Start of PROVIDED MATERIAL

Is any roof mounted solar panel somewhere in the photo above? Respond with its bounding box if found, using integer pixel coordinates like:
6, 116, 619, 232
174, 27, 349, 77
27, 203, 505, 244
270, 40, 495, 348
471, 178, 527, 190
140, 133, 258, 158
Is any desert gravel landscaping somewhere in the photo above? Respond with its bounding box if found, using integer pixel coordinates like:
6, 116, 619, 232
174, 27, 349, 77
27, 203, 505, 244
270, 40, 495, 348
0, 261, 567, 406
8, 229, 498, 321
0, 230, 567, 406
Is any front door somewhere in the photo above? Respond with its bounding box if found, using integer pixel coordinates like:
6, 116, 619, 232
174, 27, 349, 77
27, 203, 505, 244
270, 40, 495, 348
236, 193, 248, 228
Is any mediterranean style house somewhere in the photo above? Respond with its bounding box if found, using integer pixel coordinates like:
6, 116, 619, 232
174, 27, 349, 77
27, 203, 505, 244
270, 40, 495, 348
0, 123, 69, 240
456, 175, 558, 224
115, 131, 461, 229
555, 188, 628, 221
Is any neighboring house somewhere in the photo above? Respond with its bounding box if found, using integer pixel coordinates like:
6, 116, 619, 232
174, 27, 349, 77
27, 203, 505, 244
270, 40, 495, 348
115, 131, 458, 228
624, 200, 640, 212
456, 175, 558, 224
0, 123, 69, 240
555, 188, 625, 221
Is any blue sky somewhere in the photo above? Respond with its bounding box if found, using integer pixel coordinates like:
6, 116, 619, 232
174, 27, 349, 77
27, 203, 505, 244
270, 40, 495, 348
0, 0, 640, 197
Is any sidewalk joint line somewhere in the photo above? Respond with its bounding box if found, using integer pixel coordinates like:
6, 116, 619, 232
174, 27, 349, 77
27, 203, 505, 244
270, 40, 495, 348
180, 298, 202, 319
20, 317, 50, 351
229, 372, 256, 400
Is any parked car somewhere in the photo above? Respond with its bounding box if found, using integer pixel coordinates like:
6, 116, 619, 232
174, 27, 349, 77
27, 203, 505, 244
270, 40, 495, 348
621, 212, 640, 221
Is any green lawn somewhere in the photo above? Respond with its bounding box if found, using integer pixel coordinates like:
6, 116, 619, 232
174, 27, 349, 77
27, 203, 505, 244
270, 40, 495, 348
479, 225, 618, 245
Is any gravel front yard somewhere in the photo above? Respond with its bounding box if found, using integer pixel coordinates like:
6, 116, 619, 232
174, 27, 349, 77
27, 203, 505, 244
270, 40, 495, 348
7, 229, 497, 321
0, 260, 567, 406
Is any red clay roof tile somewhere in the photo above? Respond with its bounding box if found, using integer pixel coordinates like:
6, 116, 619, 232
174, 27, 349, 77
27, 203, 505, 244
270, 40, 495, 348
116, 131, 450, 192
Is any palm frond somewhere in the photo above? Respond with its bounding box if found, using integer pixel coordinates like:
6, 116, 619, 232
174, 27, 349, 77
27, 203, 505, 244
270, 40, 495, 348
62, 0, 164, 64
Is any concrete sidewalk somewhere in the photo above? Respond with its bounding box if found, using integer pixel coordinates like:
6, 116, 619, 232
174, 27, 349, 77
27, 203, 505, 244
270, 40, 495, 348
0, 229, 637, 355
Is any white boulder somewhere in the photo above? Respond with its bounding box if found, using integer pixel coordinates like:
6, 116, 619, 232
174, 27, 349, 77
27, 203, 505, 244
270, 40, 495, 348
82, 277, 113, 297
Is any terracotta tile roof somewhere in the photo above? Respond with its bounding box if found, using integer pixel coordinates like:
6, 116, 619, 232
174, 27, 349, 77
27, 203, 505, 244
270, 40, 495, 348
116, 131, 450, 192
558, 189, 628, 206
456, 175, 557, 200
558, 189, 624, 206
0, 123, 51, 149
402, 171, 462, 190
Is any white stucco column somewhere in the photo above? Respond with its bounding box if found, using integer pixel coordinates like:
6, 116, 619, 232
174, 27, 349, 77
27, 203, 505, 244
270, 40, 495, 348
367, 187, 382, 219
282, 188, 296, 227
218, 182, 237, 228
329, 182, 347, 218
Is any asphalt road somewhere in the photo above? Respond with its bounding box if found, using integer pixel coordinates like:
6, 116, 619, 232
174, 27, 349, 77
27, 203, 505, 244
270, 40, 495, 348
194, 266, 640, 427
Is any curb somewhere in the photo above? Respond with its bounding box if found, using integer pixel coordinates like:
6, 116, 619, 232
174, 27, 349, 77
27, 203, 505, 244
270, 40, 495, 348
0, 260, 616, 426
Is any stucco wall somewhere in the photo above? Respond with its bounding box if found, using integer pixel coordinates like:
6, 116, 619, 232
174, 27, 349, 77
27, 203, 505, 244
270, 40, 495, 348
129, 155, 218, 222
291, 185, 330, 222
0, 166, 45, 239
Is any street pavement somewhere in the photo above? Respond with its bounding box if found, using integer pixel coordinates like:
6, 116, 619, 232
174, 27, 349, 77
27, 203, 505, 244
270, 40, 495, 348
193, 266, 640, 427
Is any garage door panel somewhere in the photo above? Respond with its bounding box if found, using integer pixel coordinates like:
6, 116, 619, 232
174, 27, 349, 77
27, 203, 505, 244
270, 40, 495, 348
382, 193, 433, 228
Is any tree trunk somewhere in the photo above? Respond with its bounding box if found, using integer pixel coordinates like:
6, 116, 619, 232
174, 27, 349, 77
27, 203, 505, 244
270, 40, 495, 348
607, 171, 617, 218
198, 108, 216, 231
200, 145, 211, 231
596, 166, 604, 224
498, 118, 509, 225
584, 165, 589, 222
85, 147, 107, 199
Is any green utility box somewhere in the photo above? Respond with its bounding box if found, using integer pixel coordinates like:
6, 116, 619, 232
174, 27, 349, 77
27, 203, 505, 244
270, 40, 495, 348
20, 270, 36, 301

End of PROVIDED MATERIAL

**STATED PROBLEM**
Quote only the lines from the line containing "Is any garage" through the end of the listing, please, keeping both the first and the last line.

**WRITTEN RESPONSE**
Is any garage door panel somewhere in the photo above? Respond with its bounding box if found, using integer pixel coordinates like:
6, 116, 619, 232
174, 27, 349, 77
27, 203, 505, 244
270, 40, 495, 348
382, 193, 433, 228
Is any tree trunk somewhere in the photo above? Respond with its bounding box if found, using integer pixel coordinates like:
6, 116, 619, 232
174, 27, 349, 77
27, 203, 505, 244
270, 40, 495, 348
607, 171, 617, 218
198, 108, 216, 231
200, 145, 211, 231
596, 166, 604, 224
498, 118, 509, 225
584, 165, 589, 222
85, 147, 107, 199
Is any green utility box somewhere in the photo above? Respond with its bounding box if found, using integer pixel coordinates like:
6, 116, 619, 232
174, 27, 349, 77
27, 203, 505, 244
270, 40, 495, 348
20, 270, 36, 301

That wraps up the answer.